━━━ Material for this task

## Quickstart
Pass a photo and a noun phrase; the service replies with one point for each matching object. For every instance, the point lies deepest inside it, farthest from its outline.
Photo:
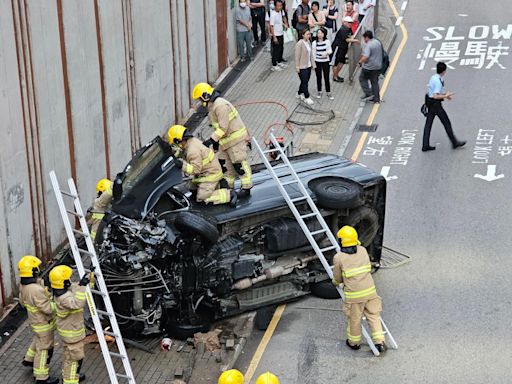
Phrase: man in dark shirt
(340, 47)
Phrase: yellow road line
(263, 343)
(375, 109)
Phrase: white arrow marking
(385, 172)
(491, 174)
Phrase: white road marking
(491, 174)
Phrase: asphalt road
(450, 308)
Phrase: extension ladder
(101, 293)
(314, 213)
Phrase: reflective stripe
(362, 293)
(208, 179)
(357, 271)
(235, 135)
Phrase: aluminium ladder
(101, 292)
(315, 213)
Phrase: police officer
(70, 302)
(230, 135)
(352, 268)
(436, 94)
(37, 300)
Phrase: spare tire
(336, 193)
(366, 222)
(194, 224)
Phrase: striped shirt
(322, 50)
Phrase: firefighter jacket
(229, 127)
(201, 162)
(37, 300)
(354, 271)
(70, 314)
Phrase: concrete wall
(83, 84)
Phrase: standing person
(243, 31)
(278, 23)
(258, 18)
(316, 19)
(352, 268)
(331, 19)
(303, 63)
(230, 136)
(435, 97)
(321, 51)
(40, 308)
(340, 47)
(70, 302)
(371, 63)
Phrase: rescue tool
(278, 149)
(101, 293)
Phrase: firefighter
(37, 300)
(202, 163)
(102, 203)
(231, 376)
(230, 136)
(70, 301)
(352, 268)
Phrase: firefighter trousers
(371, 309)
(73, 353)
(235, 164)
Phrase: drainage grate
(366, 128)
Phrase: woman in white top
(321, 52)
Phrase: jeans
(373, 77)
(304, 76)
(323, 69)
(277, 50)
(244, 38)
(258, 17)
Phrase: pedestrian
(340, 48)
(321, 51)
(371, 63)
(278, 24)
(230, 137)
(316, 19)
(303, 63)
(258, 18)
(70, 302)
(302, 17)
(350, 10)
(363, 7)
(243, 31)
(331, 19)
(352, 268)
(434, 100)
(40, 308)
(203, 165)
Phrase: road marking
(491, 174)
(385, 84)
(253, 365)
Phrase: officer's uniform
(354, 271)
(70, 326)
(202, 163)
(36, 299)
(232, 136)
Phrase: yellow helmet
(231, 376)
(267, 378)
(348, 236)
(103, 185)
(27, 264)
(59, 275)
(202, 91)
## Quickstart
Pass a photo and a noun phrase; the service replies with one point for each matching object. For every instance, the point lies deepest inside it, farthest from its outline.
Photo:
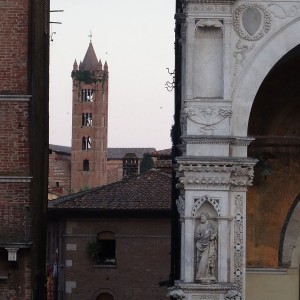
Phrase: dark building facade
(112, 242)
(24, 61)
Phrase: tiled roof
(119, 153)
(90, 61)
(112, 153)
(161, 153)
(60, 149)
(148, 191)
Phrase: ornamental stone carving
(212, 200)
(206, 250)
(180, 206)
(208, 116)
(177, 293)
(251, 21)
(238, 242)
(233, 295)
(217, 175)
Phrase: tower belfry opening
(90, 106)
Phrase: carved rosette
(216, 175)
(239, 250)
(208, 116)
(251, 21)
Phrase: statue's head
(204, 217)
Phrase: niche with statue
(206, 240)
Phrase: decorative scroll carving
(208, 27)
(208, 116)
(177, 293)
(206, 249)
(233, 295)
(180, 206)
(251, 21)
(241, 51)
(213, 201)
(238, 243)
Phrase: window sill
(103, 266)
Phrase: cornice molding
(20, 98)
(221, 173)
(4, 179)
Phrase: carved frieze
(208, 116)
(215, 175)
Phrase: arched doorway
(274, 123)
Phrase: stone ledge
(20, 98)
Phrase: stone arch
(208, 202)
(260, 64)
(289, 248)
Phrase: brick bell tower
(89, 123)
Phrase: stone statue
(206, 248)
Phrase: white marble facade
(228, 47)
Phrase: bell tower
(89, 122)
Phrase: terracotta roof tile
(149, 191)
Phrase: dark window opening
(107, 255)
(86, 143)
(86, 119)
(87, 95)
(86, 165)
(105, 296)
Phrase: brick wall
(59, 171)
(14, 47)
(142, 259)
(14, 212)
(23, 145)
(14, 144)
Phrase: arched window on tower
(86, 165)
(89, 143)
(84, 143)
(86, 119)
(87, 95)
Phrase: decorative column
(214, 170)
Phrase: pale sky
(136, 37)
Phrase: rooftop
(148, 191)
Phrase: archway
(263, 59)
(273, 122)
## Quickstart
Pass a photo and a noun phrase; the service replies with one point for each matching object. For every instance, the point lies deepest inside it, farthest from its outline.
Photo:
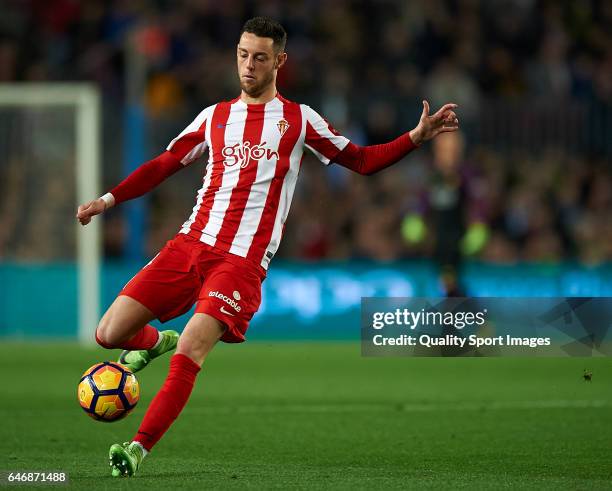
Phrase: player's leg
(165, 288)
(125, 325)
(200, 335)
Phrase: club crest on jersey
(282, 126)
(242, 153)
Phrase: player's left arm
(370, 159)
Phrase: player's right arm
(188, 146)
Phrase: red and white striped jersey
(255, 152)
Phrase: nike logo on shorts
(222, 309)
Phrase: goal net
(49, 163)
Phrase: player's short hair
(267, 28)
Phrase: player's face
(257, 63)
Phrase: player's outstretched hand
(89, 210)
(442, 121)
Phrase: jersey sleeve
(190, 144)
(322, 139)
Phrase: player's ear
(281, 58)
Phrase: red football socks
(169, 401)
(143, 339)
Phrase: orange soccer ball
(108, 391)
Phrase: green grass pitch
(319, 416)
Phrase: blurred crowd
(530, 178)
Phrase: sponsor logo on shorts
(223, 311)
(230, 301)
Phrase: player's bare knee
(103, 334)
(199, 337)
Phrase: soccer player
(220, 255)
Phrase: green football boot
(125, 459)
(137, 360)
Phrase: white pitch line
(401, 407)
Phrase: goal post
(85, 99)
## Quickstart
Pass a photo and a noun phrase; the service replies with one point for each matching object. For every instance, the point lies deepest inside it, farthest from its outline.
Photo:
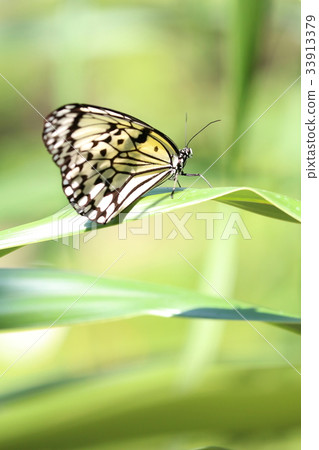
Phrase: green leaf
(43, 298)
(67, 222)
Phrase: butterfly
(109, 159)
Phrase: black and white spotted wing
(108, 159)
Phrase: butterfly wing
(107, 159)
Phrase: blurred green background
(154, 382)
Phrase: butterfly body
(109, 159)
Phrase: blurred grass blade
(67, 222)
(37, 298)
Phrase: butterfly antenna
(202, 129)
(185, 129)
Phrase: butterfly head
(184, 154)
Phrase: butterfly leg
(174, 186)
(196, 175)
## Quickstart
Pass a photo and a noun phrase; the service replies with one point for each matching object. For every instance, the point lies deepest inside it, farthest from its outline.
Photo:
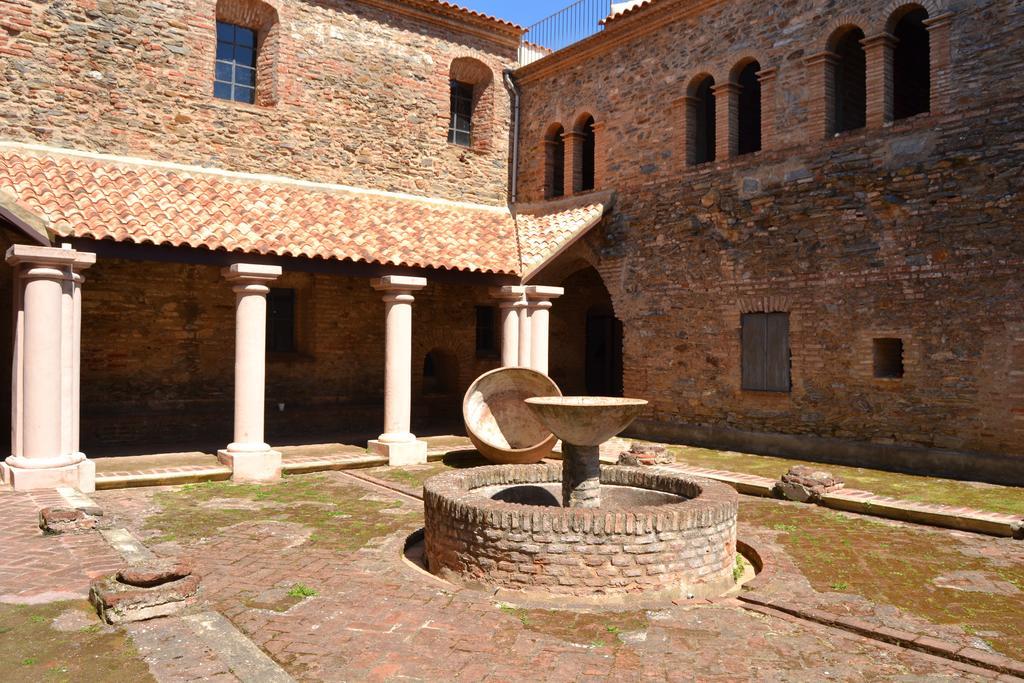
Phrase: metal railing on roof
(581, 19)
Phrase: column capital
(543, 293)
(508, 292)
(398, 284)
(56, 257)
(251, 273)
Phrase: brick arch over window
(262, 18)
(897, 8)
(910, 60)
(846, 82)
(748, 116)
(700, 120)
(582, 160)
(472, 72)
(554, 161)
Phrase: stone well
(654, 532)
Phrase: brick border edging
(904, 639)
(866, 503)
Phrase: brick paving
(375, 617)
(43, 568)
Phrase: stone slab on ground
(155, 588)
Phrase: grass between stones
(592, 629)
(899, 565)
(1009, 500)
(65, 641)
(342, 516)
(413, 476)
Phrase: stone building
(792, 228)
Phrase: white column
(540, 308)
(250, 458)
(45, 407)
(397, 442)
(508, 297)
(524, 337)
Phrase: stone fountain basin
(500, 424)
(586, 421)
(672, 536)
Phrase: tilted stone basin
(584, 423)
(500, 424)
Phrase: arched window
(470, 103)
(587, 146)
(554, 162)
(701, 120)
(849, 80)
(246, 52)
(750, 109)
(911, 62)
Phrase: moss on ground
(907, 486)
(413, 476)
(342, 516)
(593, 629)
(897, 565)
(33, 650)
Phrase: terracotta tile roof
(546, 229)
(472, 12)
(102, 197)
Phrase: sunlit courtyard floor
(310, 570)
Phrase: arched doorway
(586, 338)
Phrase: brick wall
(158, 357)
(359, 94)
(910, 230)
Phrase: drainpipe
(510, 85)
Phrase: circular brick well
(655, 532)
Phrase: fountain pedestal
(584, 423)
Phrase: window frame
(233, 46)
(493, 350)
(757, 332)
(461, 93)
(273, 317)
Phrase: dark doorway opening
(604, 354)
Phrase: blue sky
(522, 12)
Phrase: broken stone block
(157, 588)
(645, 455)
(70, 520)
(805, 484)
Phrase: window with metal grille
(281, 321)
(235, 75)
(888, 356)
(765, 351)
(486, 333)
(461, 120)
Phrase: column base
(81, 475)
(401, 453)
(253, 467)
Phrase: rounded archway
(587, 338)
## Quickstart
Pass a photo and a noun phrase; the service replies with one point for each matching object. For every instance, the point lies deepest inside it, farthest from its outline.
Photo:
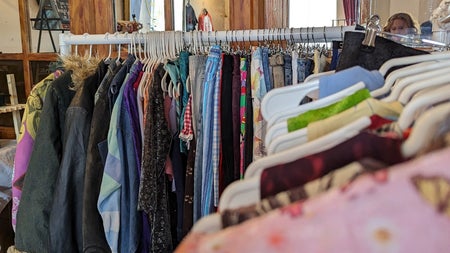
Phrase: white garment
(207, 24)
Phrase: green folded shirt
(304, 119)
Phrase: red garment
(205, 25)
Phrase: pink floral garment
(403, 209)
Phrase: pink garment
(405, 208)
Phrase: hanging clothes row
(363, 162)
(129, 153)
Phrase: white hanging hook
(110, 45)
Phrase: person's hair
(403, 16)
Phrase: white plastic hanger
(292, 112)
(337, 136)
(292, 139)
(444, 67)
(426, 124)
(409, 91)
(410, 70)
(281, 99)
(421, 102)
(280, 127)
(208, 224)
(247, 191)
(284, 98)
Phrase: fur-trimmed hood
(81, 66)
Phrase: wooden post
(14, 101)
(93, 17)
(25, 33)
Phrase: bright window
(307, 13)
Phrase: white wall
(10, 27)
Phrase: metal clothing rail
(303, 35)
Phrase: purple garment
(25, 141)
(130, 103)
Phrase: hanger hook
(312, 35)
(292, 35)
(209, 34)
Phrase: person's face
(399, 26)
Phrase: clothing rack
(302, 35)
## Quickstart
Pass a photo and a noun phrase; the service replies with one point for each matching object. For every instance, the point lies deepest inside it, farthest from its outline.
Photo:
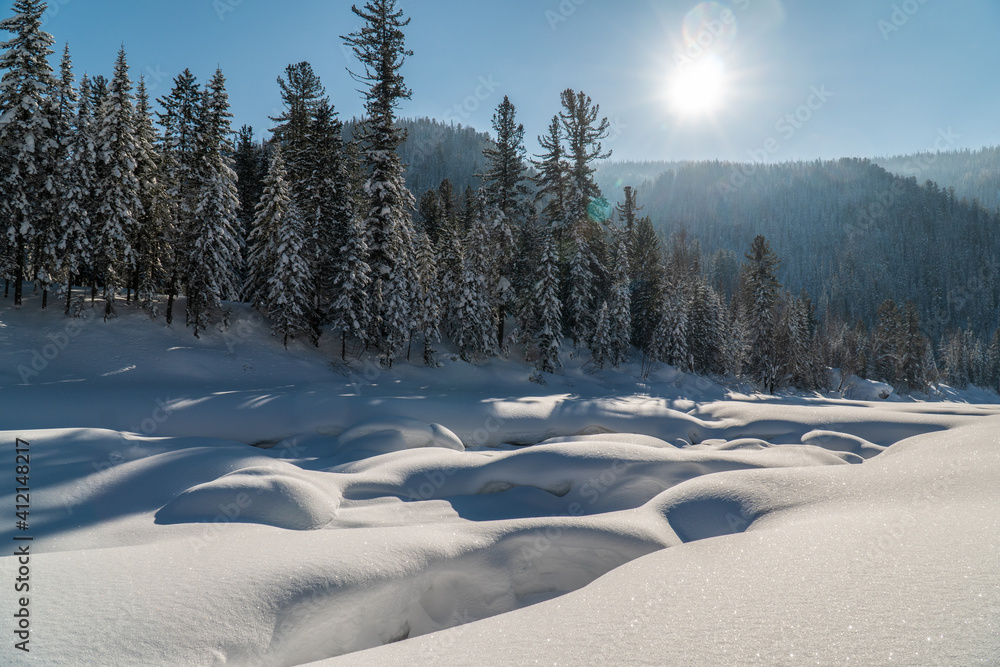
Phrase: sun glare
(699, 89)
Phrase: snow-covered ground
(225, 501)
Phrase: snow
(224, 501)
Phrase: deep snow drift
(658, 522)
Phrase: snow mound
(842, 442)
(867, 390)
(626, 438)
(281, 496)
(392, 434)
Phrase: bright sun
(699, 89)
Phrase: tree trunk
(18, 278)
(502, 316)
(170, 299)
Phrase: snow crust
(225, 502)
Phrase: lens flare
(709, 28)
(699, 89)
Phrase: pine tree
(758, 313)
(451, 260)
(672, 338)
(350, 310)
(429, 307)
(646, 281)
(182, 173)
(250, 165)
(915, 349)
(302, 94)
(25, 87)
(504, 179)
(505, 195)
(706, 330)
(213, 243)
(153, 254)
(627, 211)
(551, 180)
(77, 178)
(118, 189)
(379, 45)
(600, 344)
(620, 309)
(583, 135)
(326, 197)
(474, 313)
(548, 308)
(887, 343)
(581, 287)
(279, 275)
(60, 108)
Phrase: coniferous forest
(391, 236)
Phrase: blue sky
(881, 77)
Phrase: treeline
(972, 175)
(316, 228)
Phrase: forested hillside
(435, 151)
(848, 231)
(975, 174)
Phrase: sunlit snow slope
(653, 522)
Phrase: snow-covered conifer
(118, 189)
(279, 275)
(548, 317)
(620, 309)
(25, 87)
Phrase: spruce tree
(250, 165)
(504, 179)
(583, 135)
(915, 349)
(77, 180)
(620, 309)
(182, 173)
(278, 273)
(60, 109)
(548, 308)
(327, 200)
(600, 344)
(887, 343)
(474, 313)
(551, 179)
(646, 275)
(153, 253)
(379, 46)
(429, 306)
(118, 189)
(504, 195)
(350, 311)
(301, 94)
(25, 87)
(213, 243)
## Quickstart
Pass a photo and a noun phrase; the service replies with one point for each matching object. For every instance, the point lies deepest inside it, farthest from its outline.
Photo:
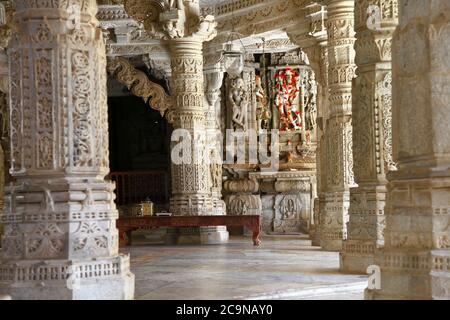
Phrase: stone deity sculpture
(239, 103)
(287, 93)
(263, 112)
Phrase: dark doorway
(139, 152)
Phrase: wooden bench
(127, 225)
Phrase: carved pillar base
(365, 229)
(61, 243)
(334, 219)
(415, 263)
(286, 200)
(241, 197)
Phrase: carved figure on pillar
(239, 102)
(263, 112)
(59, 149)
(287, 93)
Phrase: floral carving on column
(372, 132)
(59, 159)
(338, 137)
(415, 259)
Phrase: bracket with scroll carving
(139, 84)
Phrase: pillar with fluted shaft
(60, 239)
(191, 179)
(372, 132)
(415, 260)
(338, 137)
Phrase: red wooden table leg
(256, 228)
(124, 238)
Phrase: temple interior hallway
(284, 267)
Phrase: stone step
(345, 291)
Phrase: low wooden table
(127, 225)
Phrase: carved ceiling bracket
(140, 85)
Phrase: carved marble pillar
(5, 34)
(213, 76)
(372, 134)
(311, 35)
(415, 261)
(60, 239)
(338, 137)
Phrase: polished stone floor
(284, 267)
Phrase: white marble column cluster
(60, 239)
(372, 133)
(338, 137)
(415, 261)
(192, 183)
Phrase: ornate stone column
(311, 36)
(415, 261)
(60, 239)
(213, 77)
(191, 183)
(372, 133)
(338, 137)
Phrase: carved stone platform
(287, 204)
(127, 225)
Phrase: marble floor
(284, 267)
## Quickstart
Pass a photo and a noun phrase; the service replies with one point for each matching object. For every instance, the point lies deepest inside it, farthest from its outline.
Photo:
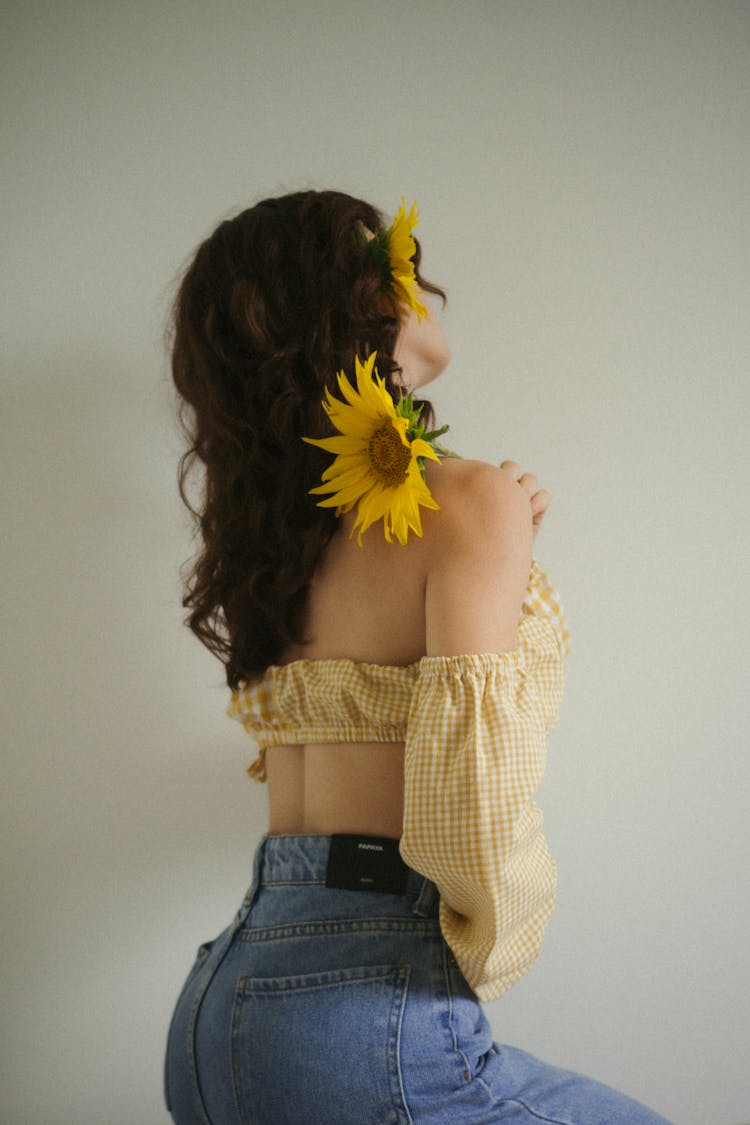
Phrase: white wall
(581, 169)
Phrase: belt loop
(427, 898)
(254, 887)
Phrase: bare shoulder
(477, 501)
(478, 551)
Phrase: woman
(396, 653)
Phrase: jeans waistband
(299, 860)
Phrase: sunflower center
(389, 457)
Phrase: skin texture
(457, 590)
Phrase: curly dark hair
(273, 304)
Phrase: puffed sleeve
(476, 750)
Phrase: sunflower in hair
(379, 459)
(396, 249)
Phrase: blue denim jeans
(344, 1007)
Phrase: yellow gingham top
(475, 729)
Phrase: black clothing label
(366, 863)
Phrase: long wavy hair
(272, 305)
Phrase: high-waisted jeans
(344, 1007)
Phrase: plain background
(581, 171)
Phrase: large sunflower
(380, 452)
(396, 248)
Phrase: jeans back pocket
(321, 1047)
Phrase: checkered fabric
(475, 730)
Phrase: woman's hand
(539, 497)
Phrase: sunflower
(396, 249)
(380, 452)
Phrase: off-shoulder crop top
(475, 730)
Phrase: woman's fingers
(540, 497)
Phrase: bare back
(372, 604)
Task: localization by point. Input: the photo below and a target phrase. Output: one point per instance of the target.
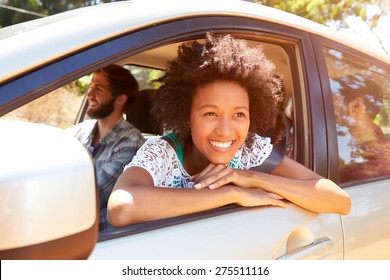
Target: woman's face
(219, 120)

━━━━━━

## Exercise directions
The lines from the one containing "Phrase: long wavy hair" through the last line above are to be repeated exactly, and only those. Any pictures must be left out.

## Answer to the problem
Phrase: long wavy hair
(272, 305)
Phrase: high-waisted jeans
(344, 1007)
Phrase: plain background
(581, 171)
Phrase: large sunflower
(380, 452)
(396, 248)
Phrase: jeans back pocket
(321, 1047)
Phrase: checkered fabric
(475, 730)
Phrase: woman's hand
(539, 497)
Phrase: sunflower
(396, 249)
(380, 452)
Phrase: off-shoulder crop top
(475, 730)
Phrase: woman's fingers
(540, 497)
Phrase: bare back
(372, 604)
Task: localization by point. Input: the photo below and a target phrase. Output: one point per instance of the target.
Target: woman's face
(219, 120)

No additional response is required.